::: Data supplied :::
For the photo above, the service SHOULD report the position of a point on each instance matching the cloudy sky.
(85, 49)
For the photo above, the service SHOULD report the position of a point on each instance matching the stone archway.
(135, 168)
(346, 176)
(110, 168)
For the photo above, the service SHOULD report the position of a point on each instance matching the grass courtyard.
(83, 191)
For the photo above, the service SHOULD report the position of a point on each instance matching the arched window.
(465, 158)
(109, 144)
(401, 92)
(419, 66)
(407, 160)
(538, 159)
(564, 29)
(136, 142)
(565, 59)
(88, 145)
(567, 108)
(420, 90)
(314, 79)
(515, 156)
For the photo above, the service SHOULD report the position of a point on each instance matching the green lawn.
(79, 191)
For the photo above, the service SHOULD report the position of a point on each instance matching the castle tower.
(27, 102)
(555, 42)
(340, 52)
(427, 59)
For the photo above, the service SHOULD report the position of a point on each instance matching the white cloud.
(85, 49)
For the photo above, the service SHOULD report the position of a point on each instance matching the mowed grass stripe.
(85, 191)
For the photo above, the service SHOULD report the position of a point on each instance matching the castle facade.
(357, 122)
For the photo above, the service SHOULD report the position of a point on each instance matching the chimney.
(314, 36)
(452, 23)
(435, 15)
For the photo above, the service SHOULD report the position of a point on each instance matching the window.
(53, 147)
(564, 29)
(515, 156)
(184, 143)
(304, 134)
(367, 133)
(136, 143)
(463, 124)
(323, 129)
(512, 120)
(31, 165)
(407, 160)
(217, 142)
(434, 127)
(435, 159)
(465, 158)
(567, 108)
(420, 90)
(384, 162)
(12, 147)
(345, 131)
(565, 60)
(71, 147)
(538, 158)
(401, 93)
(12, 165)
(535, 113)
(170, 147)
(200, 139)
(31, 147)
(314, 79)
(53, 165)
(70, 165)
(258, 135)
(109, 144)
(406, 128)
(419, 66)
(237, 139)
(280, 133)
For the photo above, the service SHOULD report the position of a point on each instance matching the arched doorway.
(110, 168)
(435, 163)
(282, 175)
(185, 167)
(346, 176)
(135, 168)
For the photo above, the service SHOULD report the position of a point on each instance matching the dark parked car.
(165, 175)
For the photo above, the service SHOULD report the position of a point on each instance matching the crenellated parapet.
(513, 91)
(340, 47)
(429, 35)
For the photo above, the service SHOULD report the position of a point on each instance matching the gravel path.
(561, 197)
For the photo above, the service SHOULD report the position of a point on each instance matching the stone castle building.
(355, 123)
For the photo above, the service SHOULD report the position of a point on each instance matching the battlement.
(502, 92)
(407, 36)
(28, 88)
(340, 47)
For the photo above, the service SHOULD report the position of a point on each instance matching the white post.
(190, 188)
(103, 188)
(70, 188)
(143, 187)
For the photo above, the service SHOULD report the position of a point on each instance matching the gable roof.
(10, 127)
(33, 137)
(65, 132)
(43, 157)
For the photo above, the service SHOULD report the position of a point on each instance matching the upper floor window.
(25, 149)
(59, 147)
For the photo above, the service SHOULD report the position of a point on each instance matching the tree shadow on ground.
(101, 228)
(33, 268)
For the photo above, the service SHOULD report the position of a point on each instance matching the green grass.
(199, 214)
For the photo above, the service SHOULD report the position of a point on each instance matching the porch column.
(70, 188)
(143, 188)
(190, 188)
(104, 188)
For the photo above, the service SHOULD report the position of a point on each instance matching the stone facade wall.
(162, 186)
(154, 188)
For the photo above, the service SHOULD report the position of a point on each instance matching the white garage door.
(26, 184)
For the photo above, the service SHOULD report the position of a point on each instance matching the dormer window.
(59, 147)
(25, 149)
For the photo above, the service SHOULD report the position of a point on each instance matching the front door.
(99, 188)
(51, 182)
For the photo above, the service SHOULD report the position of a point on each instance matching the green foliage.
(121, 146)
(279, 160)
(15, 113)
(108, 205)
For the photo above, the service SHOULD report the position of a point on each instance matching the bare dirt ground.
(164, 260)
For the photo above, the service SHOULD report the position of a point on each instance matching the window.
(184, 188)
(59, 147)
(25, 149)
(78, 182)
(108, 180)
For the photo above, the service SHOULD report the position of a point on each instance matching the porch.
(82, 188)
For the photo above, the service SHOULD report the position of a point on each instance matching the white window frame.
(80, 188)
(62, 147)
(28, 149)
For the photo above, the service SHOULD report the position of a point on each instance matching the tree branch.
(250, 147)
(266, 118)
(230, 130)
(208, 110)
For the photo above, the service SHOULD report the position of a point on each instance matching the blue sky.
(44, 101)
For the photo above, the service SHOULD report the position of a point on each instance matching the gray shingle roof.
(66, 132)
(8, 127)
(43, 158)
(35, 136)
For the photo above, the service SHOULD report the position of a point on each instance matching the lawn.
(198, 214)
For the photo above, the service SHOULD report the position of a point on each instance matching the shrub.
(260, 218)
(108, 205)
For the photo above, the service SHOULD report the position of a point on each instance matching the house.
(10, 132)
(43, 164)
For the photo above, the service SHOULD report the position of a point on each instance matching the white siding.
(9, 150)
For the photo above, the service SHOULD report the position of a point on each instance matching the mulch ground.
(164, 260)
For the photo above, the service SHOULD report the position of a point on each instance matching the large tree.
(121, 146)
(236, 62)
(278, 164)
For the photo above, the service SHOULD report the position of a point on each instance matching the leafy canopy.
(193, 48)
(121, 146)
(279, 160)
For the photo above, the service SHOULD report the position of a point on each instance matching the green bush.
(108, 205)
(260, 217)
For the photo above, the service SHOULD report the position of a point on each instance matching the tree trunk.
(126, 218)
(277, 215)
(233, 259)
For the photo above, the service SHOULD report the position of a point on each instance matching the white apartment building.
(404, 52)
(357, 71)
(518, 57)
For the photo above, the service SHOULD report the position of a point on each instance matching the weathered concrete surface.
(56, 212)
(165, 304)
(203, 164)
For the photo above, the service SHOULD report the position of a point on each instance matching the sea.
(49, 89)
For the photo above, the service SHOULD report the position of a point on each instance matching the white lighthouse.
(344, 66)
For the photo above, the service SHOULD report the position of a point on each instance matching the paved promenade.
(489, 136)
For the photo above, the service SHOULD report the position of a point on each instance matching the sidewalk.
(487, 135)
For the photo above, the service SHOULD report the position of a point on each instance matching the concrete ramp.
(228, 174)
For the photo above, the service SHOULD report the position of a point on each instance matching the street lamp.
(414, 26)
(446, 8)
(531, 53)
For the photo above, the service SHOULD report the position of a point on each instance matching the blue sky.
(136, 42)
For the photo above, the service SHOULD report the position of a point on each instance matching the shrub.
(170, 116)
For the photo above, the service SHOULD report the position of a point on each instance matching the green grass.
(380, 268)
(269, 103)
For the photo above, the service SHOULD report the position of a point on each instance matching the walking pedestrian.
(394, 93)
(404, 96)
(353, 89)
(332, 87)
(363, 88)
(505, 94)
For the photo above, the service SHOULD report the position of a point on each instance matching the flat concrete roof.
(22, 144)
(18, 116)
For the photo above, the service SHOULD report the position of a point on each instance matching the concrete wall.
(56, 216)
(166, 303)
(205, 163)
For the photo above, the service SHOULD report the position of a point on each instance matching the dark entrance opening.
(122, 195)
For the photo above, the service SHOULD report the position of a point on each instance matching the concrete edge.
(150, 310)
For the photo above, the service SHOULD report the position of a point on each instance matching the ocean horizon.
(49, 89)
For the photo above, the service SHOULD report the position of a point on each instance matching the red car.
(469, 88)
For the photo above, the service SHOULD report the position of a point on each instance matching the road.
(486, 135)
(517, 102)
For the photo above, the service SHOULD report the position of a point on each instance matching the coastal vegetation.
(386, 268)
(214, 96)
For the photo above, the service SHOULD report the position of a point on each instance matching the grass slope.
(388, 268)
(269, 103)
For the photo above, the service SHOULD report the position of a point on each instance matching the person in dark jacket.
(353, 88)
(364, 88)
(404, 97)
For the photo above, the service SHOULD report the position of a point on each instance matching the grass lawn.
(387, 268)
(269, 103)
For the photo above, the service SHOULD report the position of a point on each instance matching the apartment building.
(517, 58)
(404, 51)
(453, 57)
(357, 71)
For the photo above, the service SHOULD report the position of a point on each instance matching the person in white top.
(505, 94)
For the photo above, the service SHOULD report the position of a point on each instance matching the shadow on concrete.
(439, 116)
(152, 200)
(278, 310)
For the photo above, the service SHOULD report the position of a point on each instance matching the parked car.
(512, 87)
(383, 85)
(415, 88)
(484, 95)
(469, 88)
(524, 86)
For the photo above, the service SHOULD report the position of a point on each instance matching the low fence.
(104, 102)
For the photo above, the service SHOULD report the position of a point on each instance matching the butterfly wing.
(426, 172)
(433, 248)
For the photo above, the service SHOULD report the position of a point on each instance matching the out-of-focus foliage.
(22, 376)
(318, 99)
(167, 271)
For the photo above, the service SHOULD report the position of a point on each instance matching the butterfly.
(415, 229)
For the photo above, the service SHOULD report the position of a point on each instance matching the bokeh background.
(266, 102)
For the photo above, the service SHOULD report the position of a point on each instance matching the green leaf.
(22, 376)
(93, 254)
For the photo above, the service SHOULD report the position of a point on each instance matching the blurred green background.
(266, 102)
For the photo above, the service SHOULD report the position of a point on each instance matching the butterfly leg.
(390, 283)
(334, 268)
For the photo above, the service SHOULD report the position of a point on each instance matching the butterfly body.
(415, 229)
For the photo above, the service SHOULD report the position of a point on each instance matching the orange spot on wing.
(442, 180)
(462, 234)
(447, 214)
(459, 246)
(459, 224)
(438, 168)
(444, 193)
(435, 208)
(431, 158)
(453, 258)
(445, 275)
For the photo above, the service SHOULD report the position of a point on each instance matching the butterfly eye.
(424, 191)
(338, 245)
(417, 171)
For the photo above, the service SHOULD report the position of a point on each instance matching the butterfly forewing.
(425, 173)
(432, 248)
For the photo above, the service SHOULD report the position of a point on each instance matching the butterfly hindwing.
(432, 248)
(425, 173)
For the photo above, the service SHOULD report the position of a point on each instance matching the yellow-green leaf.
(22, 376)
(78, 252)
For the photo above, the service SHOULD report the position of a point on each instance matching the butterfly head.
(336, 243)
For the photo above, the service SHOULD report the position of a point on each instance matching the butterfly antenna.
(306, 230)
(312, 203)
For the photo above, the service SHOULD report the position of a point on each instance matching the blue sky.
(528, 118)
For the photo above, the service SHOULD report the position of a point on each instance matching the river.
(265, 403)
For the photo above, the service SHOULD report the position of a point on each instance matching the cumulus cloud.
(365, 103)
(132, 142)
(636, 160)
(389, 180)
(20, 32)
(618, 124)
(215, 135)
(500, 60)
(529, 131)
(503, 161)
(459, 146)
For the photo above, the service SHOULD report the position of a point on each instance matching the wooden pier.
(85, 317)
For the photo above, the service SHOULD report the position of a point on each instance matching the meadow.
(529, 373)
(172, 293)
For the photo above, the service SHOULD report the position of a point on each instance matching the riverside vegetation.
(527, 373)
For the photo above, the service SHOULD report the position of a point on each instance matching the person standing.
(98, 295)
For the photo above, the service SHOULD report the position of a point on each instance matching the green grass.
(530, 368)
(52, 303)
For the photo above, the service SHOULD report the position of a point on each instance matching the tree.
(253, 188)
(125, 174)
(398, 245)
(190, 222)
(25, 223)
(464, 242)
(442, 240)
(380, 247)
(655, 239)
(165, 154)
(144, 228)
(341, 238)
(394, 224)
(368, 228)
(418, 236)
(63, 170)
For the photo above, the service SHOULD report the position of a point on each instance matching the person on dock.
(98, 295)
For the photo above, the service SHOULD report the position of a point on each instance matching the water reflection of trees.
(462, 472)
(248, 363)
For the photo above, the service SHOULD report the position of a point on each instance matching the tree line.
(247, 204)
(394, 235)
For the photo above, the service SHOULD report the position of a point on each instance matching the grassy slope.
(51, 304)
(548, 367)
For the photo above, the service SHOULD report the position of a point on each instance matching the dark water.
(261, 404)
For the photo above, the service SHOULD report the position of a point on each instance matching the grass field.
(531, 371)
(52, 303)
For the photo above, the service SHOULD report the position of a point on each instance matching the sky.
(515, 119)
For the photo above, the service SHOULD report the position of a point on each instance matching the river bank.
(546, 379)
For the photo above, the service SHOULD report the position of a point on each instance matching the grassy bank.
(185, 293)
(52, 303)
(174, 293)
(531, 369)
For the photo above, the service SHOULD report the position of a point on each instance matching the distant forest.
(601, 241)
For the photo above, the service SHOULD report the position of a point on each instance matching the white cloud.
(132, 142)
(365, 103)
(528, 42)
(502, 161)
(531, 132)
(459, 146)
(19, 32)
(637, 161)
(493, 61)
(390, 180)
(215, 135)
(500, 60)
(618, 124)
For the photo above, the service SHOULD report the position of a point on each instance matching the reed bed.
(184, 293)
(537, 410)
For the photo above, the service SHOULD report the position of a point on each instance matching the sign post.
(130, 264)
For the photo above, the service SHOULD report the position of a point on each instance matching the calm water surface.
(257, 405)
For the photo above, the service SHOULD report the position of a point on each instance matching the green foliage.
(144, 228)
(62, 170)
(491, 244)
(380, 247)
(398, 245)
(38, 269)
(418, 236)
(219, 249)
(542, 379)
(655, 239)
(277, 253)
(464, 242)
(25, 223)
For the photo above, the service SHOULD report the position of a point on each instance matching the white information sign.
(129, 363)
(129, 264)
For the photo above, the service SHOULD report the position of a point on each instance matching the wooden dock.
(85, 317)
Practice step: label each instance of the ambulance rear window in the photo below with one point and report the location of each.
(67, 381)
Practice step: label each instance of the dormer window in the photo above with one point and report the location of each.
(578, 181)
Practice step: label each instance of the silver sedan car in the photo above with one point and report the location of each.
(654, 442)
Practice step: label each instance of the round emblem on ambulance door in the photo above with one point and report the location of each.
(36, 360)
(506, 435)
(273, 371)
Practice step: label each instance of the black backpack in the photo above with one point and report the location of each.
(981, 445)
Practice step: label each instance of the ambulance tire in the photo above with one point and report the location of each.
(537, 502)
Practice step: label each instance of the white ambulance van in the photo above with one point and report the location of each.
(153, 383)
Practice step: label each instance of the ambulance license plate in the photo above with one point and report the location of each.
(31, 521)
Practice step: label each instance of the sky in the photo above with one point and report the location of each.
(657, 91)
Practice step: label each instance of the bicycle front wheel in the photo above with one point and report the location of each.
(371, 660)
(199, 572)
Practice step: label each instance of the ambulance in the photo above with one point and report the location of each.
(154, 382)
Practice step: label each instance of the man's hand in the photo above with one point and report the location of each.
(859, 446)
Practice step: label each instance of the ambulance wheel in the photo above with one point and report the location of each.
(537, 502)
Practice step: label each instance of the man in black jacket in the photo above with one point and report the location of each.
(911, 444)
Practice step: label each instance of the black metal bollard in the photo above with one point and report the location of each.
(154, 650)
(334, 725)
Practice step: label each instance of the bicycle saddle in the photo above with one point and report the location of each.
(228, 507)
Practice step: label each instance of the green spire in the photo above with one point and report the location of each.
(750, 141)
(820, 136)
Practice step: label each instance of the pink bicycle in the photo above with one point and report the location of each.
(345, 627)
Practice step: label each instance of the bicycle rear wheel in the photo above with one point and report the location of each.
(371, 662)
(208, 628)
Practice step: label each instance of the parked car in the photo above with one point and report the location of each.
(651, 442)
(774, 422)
:::
Revise the records from the line that contains "Practice step: label each instance of the ambulance tire" through the end of the records by changing every "bicycle" to "bike", leaving everything else as it stands.

Practice step: label each instance of the ambulance tire in the photo above with one point and report the location of each.
(537, 502)
Practice step: label each instance of the white ambulance van in the photo above with one point and report the location of each.
(153, 383)
Practice step: label each instance of the ambulance license plate in the photo above with one point and report the location of each.
(31, 521)
Practice step: label each instance of the sky in the photo above with one point and report the location of each.
(657, 91)
Practice step: label each instance of the bike front wheel in the photo above with one point and report the location of each.
(371, 660)
(199, 572)
Practice step: label each instance of the ambulance in the photo above with one point and report the location of each.
(154, 382)
Practice step: label each instance of the man's hand in the photo above with one point and report the location of each.
(859, 446)
Practice step: label each instance of the ambulance wheel in the photo above with one point and report the location of each.
(537, 502)
Practice step: label each instance of the man in black jacket in the photo above with one point and report the location of each.
(911, 444)
Practice step: label each instance of the black metal bollard in the photo above with one point and report the location of each.
(154, 650)
(334, 725)
Practice step: label each instance of the bike saddle in the photo above with one point and report the location of each.
(228, 507)
Practice step: label each instance of the green spire in the photo above with one point and report the location of each.
(750, 141)
(820, 136)
Practice step: label each instance of the pink bike in the photo above with one point and report the location of each.
(345, 627)
Practice step: label each instance of the bike rear wheel in the photo above with one point and report the location of each.
(371, 662)
(208, 628)
Practice step: label each instance of the parked car in the photo above with one point and report the location of each.
(651, 442)
(774, 422)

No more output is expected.